▶ [Task item] Your reply is to be the lines below, exactly as written, with images omitted.
[Start of Attachment]
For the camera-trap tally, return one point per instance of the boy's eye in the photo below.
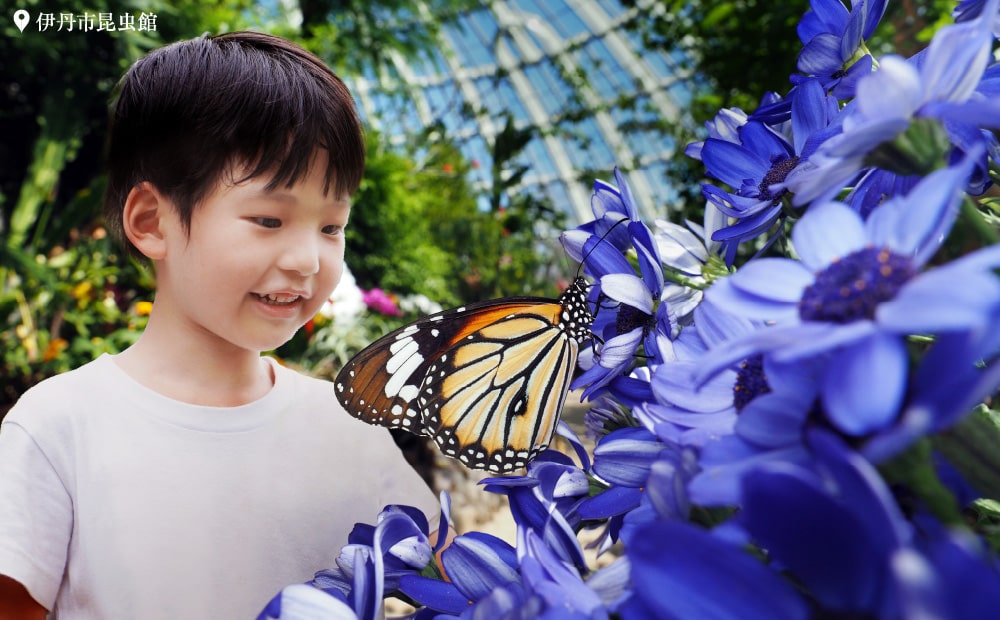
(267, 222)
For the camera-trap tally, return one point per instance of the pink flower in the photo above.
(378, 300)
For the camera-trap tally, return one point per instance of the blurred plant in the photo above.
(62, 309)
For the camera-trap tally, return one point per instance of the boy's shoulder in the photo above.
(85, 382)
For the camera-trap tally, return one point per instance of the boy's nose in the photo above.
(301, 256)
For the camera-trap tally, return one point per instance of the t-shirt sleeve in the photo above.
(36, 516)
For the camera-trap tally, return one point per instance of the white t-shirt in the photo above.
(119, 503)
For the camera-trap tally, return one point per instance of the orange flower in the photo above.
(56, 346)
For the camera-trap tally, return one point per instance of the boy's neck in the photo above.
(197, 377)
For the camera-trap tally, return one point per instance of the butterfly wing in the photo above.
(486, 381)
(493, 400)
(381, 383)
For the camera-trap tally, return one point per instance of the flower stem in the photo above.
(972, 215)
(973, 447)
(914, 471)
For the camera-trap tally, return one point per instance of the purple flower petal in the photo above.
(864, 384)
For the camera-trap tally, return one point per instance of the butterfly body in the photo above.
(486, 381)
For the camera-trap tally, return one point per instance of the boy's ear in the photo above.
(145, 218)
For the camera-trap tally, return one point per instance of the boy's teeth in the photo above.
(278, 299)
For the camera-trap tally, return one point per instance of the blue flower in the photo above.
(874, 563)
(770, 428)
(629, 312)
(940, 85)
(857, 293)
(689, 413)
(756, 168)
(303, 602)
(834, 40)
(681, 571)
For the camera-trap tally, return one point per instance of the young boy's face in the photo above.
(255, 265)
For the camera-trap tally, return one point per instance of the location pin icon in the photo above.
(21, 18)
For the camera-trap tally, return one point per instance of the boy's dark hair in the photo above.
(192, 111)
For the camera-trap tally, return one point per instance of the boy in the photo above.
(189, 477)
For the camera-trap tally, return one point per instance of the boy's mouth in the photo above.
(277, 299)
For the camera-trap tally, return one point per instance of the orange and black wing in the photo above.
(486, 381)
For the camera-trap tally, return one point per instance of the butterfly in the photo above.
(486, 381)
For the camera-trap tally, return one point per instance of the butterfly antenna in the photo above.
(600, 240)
[End of Attachment]
▶ [Exercise answer]
For the camera-trap tally, return one point per instance of the boy's eye in the photo below.
(267, 222)
For the camera-trap tally, return one point per instance of the pink flower in the photo above.
(378, 300)
For the camera-trap tally, return one point per instance of the blurred plant in the photo above.
(62, 309)
For the camera-trap tally, return one point per instance of the boy's shoulder in the photo above.
(85, 382)
For the camera-trap tally, return one point per instance of the boy's nose in the photo above.
(301, 256)
For the camera-trap tally, return one point per instance of the t-shirt sleeve in the photo above.
(36, 516)
For the camera-trap tally, return one point per instance of the white t-shirt in the photo above.
(119, 503)
For the camera-trap tally, return one point per instance of the orange flower in the photo above.
(56, 346)
For the camera-trap tally, return one point per instance of the boy's neck in the photo above.
(197, 377)
For the camera-trap tally, return one point per instance of the butterfly wing in the photo above.
(486, 381)
(493, 400)
(381, 383)
For the camera-trap tally, return one point per instance of the flower stem in the photo above.
(972, 215)
(973, 447)
(914, 471)
For the camera-trap tally, return one point per instance of the purple flower petal in the photo above.
(864, 384)
For the camera-trap tally, return one point per instance of the butterfly body in the photo above.
(486, 381)
For the camera-trap tally, return one point per instance of the boy's ear in the photo above.
(145, 218)
For the camera-trap tally, return one point per instance of the boy's teeth in the photo above.
(278, 299)
For the camera-trap tally, return one point per instance of the blue flower in the photo above.
(874, 563)
(770, 428)
(629, 312)
(940, 85)
(857, 293)
(689, 413)
(756, 168)
(303, 602)
(834, 40)
(681, 571)
For the camera-trap tally, return one point per instance of the young boy's face in the photo above.
(255, 265)
For the camera-trap tally, return one point per instance of the location pin icon in the photo above.
(21, 18)
For the camera-trap tally, return one point per instance of the boy's dark hair in the photo above.
(192, 111)
For the camera-trap tally, return one point per instance of the boy in the photo above.
(189, 477)
For the camera-trap tally, return one point per instance of the boy's mouth in the photo above.
(277, 299)
For the camera-trap tally, return one point per instance of the orange and black wing in the photo above.
(486, 381)
For the camera-trap tally, return one point per instance of the butterfly in the photo above.
(486, 381)
For the camera-trap tally, return one point per instance of the butterfly antenna in the photo above.
(600, 240)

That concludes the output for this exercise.